» **WHAT YOU HAVE TO DO**: Put the lines of the listing below into a numbered list, beginning at the line that contains "Dear assistant, the user would like the stone fence" and stopping after the line that contains "[63,232,116,291]". Leave out any blank lines.

Excerpt from a dataset
--*--
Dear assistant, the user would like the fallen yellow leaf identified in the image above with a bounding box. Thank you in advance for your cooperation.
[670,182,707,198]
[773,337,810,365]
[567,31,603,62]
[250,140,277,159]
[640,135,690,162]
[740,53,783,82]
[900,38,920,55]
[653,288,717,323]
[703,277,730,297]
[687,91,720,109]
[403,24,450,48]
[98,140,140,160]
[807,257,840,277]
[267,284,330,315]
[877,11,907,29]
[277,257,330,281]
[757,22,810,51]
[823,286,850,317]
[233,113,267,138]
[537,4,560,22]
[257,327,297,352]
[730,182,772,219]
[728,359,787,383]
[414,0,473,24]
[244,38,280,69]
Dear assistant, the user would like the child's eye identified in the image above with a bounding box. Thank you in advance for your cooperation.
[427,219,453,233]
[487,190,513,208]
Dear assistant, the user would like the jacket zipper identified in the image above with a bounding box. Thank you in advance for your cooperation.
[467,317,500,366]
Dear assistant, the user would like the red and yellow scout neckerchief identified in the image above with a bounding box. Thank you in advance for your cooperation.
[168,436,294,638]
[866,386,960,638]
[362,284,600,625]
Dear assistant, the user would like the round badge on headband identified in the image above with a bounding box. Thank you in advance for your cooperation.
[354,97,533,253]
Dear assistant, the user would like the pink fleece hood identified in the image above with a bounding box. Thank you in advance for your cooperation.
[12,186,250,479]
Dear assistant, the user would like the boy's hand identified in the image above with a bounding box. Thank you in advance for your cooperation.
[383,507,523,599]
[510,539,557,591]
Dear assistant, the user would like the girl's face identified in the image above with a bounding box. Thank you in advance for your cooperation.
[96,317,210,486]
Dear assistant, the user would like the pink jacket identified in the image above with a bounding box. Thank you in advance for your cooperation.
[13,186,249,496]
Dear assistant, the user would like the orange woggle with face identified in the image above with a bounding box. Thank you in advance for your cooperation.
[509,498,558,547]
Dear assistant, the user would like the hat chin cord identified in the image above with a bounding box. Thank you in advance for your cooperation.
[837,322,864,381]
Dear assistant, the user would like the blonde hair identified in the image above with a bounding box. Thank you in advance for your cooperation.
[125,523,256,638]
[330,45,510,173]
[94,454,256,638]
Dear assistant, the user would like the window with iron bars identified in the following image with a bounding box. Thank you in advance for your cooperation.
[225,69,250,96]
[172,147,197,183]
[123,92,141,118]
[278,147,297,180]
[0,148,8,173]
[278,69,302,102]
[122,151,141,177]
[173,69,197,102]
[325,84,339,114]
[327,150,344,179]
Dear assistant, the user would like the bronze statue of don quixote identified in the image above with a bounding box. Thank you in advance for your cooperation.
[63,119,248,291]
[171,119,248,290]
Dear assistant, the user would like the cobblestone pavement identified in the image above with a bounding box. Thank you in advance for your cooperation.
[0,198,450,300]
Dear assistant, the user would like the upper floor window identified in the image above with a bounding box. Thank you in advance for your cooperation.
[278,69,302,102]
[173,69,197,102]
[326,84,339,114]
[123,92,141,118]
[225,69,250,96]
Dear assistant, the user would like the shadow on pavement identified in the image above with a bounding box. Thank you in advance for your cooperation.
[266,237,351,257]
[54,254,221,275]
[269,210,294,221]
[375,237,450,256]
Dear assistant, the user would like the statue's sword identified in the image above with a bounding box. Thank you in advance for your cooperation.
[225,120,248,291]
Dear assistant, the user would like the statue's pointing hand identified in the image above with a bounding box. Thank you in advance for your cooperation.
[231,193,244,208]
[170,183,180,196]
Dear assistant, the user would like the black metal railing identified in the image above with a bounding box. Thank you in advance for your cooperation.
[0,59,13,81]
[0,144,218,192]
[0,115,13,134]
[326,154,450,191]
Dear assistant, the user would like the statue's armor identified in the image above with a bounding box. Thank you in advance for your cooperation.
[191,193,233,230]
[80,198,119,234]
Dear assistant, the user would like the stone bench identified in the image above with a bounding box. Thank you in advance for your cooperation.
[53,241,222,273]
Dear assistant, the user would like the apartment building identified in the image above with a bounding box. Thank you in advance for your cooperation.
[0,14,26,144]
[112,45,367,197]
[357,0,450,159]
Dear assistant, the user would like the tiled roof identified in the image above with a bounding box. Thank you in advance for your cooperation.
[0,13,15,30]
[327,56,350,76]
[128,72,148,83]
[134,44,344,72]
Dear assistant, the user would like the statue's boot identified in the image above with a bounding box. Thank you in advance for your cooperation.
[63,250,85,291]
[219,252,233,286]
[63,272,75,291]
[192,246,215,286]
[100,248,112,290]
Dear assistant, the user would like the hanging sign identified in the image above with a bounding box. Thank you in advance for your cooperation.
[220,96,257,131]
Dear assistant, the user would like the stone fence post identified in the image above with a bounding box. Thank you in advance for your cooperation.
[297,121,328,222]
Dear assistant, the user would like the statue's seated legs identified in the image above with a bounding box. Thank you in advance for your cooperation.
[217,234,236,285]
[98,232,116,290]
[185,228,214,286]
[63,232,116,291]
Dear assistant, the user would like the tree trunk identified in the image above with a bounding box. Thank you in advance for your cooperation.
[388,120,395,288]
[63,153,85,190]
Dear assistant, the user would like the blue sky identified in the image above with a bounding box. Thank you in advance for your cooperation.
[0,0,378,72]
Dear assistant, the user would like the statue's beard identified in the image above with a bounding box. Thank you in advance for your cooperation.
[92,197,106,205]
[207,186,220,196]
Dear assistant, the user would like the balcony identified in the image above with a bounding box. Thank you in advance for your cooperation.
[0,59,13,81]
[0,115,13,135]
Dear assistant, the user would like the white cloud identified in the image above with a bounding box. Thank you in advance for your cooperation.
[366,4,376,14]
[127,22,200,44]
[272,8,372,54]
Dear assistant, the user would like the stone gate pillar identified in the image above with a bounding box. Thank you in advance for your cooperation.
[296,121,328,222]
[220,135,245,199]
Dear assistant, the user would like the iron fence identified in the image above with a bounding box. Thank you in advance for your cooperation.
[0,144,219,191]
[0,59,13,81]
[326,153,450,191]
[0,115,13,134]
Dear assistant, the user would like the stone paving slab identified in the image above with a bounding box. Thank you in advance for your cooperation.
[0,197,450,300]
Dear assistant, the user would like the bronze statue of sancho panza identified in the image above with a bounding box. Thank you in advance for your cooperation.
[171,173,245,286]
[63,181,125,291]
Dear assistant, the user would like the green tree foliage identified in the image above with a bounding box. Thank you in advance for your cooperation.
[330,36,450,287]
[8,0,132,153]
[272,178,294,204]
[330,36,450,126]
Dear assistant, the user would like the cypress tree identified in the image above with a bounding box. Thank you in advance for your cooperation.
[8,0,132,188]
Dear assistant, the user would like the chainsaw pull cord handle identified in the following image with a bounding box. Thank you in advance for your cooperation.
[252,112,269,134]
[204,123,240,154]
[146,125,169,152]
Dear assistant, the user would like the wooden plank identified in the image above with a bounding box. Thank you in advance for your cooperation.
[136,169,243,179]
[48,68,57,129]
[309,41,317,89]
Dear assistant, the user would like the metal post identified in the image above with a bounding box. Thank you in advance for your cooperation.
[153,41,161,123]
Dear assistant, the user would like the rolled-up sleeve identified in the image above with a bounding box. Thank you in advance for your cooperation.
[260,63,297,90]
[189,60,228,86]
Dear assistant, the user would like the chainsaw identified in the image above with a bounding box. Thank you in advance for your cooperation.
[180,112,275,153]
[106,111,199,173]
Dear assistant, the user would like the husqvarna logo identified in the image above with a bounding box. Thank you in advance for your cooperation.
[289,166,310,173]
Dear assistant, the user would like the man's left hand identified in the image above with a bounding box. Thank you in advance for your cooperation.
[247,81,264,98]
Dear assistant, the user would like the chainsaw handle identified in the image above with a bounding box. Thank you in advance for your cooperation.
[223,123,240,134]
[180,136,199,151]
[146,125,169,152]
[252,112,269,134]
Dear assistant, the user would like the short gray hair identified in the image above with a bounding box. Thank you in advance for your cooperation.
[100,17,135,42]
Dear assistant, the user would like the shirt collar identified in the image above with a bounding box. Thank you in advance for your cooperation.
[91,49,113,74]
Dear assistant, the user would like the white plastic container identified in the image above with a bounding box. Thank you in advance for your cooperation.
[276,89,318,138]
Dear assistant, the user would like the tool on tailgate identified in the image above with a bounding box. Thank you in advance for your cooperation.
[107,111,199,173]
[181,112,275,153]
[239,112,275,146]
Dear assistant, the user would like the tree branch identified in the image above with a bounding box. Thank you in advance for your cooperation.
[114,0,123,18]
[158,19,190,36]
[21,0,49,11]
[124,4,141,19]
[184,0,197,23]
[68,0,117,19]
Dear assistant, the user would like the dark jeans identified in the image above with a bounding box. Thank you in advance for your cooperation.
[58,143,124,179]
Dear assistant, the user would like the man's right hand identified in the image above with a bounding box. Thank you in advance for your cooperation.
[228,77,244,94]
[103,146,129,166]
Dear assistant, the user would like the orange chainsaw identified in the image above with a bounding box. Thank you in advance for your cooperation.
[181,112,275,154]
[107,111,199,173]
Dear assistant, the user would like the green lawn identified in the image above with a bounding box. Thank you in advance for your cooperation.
--*--
» **THE ANSWER**:
1. Dear assistant, the user would like the stone fence post identified in the image above with a bounding box. Thank you in advance for your cooperation.
2. [297,121,328,222]
3. Dear assistant, the user would like the statue's seated legs identified in the image above with a bounding box. Thank you in advance for your cooperation.
4. [217,234,236,285]
5. [98,232,116,290]
6. [185,228,214,286]
7. [63,232,116,291]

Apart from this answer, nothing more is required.